(Your objective)
Find the word "outline" below. Copy each line that has it.

(Given data)
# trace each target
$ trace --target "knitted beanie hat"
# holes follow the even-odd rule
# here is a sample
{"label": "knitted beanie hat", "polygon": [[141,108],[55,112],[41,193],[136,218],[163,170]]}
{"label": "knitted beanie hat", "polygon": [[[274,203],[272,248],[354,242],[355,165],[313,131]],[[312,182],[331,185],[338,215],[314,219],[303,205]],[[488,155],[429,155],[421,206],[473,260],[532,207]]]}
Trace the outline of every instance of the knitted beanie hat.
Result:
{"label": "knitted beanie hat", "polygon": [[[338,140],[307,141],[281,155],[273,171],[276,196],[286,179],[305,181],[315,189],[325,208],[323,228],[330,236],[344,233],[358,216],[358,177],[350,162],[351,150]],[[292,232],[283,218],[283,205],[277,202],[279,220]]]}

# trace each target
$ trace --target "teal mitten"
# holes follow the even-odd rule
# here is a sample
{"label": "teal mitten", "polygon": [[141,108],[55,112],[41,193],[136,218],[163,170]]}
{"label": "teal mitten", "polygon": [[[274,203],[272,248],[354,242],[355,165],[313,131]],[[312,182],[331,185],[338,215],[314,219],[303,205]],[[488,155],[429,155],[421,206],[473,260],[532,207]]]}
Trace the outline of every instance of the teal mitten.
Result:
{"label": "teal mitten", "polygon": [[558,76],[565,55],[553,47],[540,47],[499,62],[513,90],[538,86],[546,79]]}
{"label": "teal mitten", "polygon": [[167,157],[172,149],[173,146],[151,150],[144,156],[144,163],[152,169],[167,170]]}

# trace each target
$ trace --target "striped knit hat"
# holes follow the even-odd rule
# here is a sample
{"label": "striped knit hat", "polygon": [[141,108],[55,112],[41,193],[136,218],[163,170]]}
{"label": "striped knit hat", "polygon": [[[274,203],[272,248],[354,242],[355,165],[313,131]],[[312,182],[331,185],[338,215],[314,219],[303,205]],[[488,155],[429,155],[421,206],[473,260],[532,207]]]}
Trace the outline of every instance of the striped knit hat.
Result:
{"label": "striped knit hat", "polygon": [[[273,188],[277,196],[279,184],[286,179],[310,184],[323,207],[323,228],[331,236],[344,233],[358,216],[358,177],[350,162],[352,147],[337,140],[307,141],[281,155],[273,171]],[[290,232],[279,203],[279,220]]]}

(Your response)
Trace the outline of every instance of the knitted beanie hat.
Trace the outline of every instance of the teal mitten.
Trace the outline of every instance of the striped knit hat.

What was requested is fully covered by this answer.